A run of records
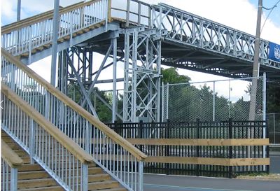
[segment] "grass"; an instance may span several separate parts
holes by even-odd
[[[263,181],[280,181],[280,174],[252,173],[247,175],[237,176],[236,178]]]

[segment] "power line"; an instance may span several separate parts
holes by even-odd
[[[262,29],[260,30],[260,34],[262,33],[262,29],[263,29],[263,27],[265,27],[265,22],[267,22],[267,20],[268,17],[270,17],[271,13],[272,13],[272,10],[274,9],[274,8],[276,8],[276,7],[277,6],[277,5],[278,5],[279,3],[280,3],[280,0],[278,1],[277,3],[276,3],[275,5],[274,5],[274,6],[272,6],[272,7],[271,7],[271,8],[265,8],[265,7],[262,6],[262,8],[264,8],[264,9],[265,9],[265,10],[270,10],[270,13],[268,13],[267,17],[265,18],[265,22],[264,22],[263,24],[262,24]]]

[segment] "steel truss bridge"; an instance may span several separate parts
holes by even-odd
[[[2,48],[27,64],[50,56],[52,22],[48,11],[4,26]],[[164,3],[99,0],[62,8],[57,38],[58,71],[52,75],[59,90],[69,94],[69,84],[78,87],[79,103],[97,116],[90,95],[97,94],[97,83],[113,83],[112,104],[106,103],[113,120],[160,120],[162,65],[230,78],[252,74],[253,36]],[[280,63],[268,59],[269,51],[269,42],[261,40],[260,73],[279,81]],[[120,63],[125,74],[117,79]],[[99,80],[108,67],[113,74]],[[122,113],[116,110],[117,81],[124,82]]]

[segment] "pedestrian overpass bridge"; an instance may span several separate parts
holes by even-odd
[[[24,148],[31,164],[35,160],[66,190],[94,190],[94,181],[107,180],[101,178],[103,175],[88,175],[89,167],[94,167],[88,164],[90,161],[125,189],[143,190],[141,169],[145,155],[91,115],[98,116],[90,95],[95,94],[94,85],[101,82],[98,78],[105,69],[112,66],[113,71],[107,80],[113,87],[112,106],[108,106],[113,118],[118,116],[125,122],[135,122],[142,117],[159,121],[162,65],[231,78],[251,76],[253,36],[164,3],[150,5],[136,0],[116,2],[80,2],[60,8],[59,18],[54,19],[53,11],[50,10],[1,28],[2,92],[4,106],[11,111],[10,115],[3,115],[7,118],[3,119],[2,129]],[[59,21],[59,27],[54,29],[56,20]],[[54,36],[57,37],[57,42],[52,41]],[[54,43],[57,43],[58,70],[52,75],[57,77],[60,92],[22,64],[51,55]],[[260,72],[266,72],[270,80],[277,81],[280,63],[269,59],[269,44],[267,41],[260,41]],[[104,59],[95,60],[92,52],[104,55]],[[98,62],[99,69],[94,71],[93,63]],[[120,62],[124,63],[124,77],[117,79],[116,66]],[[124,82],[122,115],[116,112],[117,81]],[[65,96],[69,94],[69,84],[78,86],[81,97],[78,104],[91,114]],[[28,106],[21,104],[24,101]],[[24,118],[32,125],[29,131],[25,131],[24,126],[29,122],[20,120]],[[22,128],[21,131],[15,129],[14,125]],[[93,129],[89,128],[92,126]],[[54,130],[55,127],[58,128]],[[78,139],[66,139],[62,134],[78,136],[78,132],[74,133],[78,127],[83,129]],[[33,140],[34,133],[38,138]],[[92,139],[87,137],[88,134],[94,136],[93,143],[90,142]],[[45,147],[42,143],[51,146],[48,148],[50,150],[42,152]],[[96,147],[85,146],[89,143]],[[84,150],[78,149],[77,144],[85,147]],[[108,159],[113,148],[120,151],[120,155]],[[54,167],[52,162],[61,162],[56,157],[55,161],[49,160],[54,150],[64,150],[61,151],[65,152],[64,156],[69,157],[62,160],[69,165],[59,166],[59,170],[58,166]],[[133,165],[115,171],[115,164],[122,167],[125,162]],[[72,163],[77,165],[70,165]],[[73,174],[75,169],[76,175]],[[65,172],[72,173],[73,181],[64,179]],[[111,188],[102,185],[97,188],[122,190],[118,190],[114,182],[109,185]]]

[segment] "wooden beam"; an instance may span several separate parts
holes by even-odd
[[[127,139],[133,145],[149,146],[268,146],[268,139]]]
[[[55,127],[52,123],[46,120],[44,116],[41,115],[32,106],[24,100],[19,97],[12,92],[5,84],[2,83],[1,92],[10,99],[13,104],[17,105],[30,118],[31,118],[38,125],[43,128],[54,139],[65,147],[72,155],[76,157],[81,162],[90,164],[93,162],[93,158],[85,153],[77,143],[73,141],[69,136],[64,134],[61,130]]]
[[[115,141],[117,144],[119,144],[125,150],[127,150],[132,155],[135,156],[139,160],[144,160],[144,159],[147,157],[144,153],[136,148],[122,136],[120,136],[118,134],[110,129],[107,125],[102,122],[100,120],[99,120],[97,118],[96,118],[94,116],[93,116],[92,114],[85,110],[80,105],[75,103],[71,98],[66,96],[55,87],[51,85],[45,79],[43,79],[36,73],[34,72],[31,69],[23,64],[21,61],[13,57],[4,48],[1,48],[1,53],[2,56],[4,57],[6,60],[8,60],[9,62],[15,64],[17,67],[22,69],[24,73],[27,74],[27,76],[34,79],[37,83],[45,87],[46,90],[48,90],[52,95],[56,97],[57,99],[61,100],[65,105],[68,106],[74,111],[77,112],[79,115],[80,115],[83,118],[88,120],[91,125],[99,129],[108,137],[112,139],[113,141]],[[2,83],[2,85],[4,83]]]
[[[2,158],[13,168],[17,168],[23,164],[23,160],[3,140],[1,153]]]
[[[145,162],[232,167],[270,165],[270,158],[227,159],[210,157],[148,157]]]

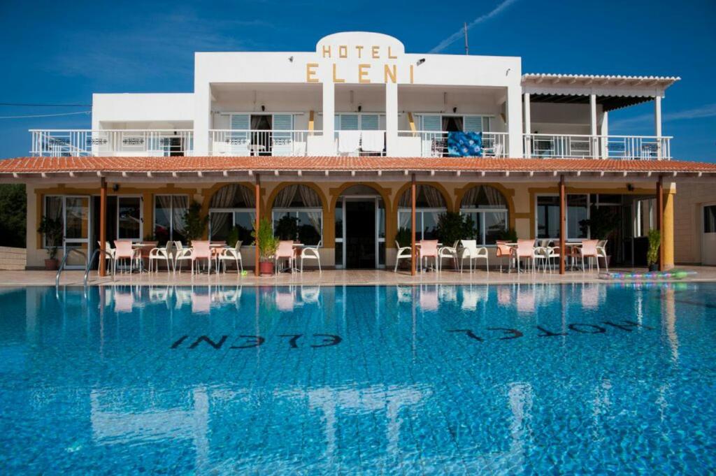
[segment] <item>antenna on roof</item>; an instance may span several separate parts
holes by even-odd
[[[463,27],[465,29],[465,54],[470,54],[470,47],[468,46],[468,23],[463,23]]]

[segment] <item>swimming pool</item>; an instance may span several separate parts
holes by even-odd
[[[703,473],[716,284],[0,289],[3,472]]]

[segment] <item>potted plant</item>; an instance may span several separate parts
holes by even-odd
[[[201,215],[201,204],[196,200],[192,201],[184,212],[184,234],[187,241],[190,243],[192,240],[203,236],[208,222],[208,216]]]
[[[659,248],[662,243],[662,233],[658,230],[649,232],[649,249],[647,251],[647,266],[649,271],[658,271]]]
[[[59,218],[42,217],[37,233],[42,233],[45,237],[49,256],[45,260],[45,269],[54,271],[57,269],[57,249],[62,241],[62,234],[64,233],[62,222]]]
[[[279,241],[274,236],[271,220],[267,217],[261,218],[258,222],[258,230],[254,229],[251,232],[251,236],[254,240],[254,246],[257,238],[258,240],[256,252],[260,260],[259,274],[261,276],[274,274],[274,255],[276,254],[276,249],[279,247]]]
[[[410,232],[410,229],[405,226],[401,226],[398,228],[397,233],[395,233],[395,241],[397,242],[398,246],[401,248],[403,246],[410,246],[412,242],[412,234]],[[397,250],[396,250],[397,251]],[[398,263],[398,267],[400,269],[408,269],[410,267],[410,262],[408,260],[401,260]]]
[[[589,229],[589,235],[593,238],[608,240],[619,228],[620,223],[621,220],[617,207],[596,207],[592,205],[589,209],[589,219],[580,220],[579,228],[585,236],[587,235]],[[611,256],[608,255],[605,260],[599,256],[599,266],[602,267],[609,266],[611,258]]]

▸ **What you should do**
Return every line of the records above verbatim, leaving out the pictures.

▸ **Output for this exercise**
[segment] "grass"; an instance may span several separate parts
holes by even-odd
[[[263,181],[280,181],[280,174],[252,173],[247,175],[237,176],[236,178]]]

[segment] "power line"; an instance may span several separate parts
holes by even-odd
[[[262,29],[260,30],[260,34],[262,33],[262,29],[263,29],[263,27],[265,27],[265,22],[267,22],[267,20],[268,17],[270,17],[271,13],[272,13],[272,10],[274,9],[274,8],[276,8],[276,7],[277,6],[277,5],[278,5],[279,3],[280,3],[280,0],[278,1],[277,3],[276,3],[275,5],[274,5],[274,6],[272,6],[272,7],[271,7],[271,8],[265,8],[265,7],[262,6],[262,8],[264,8],[264,9],[265,9],[265,10],[270,10],[270,13],[268,13],[267,17],[265,18],[265,22],[264,22],[263,24],[262,24]]]

[segment] "steel truss bridge"; an instance may span several separate parts
holes by even-odd
[[[2,48],[27,64],[50,56],[52,22],[48,11],[4,26]],[[164,3],[99,0],[62,8],[57,38],[58,71],[52,75],[59,90],[69,94],[69,84],[78,87],[79,103],[97,116],[90,95],[97,94],[97,83],[113,83],[112,104],[106,103],[113,120],[160,120],[162,65],[230,78],[252,74],[253,36]],[[280,63],[268,59],[269,51],[269,42],[261,40],[260,73],[279,81]],[[120,63],[125,74],[117,79]],[[99,80],[108,67],[113,74]],[[122,113],[116,110],[117,81],[124,82]]]

[segment] "pedestrian overpass bridge"; an instance may span several separate parts
holes by even-odd
[[[24,148],[31,164],[35,160],[66,190],[94,190],[94,181],[107,180],[101,178],[103,175],[88,175],[89,167],[94,167],[88,164],[90,161],[125,189],[143,190],[141,169],[145,155],[91,115],[98,116],[90,95],[95,94],[94,85],[101,82],[98,78],[105,69],[112,66],[113,71],[107,80],[113,87],[112,106],[108,106],[113,118],[118,116],[125,122],[135,122],[142,117],[159,121],[162,65],[231,78],[251,76],[253,36],[164,3],[150,5],[136,0],[116,2],[80,2],[60,8],[59,18],[54,19],[53,11],[50,10],[1,28],[2,92],[4,106],[11,111],[10,115],[3,115],[7,118],[3,119],[2,129]],[[59,21],[59,27],[54,29],[56,20]],[[54,36],[57,37],[57,42],[52,41]],[[54,43],[57,43],[58,70],[52,75],[57,77],[60,92],[22,64],[51,55]],[[260,72],[266,72],[270,80],[277,81],[280,63],[269,59],[269,44],[267,41],[260,41]],[[104,59],[95,60],[92,52],[104,55]],[[98,62],[99,69],[94,71],[93,63]],[[120,62],[124,63],[124,77],[117,79],[116,66]],[[124,82],[122,115],[116,112],[117,81]],[[65,96],[69,94],[69,84],[78,86],[81,97],[78,104],[91,114]],[[28,106],[21,104],[24,101]],[[24,118],[32,125],[29,131],[25,131],[24,126],[29,122],[20,120]],[[22,128],[21,131],[15,129],[14,125]],[[93,129],[89,128],[92,126]],[[54,130],[55,127],[58,128]],[[78,139],[66,139],[62,134],[78,136],[78,132],[74,133],[78,127],[83,129]],[[33,140],[34,133],[38,138]],[[92,139],[87,137],[88,134],[94,136],[93,143],[90,142]],[[45,147],[42,143],[51,146],[48,148],[50,150],[42,152]],[[96,147],[85,146],[89,143]],[[84,150],[78,149],[77,144],[85,147]],[[108,159],[113,148],[120,151],[120,155]],[[54,167],[52,162],[61,162],[56,157],[55,161],[49,160],[54,150],[64,150],[61,151],[65,152],[64,156],[69,157],[62,160],[69,165],[59,166],[59,170],[58,166]],[[133,165],[115,171],[115,164],[122,167],[125,162]],[[72,163],[77,165],[70,165]],[[73,174],[75,169],[76,175]],[[65,172],[72,173],[73,181],[64,179]],[[111,188],[102,185],[97,188],[122,190],[118,190],[114,182],[109,185]]]

[segment] "wooden beam"; an instance may span several separate parts
holes by even-odd
[[[127,139],[133,145],[149,146],[268,146],[268,139]]]
[[[55,127],[52,123],[46,120],[44,116],[41,115],[32,106],[24,100],[19,97],[12,92],[5,84],[2,83],[1,92],[10,99],[13,104],[17,105],[30,118],[31,118],[38,125],[43,128],[54,139],[65,147],[72,155],[76,157],[81,162],[90,164],[93,162],[93,158],[85,153],[77,143],[73,141],[69,136],[64,134],[61,130]]]
[[[115,141],[117,144],[119,144],[125,150],[127,150],[132,155],[135,156],[139,160],[144,160],[144,159],[147,157],[144,153],[136,148],[122,136],[120,136],[118,134],[110,129],[107,125],[102,122],[100,120],[99,120],[97,118],[96,118],[94,116],[93,116],[92,114],[85,110],[80,105],[75,103],[71,98],[66,96],[55,87],[51,85],[45,79],[43,79],[36,73],[34,72],[31,69],[23,64],[21,61],[13,57],[4,48],[1,48],[1,53],[2,56],[4,57],[6,60],[8,60],[9,62],[15,64],[17,67],[22,69],[24,73],[27,74],[27,76],[34,79],[37,83],[45,87],[46,90],[48,90],[52,95],[56,97],[57,99],[61,100],[65,105],[68,106],[74,111],[77,112],[79,115],[80,115],[83,118],[88,120],[91,125],[99,129],[108,137],[112,139],[113,141]],[[2,83],[2,85],[4,83]]]
[[[2,158],[13,168],[17,168],[23,164],[23,160],[3,140],[1,153]]]
[[[145,162],[232,167],[270,165],[270,158],[227,159],[210,157],[148,157]]]

[segment] <item>antenna on roof</item>; an instance may span several separate parts
holes by even-odd
[[[463,27],[465,29],[465,54],[470,54],[470,47],[468,46],[468,23],[463,23]]]

[segment] <item>swimming pool</item>; an instance may span several separate parts
holes by even-odd
[[[703,473],[716,284],[0,289],[3,472]]]

[segment] <item>potted plant</item>; an instance may span several separate parts
holes by even-odd
[[[201,215],[201,204],[196,200],[192,201],[184,212],[184,234],[187,241],[190,243],[192,240],[203,236],[208,222],[208,216]]]
[[[659,248],[662,243],[662,233],[658,230],[649,232],[649,249],[647,251],[647,266],[649,271],[658,271]]]
[[[59,218],[42,217],[37,233],[42,233],[45,237],[49,256],[45,260],[45,269],[54,271],[57,269],[57,249],[62,241],[62,234],[64,233],[62,222]]]
[[[279,241],[274,236],[271,220],[267,217],[261,218],[258,222],[258,230],[254,229],[251,232],[251,236],[254,240],[254,246],[257,238],[258,240],[256,252],[260,260],[259,274],[261,276],[274,274],[274,255],[276,254],[276,249],[279,247]]]
[[[410,232],[410,229],[405,226],[401,226],[398,228],[397,233],[395,233],[395,241],[397,242],[398,246],[401,248],[403,246],[410,246],[412,242],[412,234]],[[397,250],[396,250],[397,251]],[[398,263],[398,267],[400,269],[408,269],[410,267],[410,262],[408,260],[401,260]]]
[[[589,229],[589,235],[593,238],[608,240],[619,228],[620,223],[621,220],[617,207],[596,207],[592,205],[589,209],[589,219],[580,220],[579,228],[585,236],[587,235]],[[611,256],[608,255],[605,260],[599,256],[599,266],[602,267],[609,266],[611,258]]]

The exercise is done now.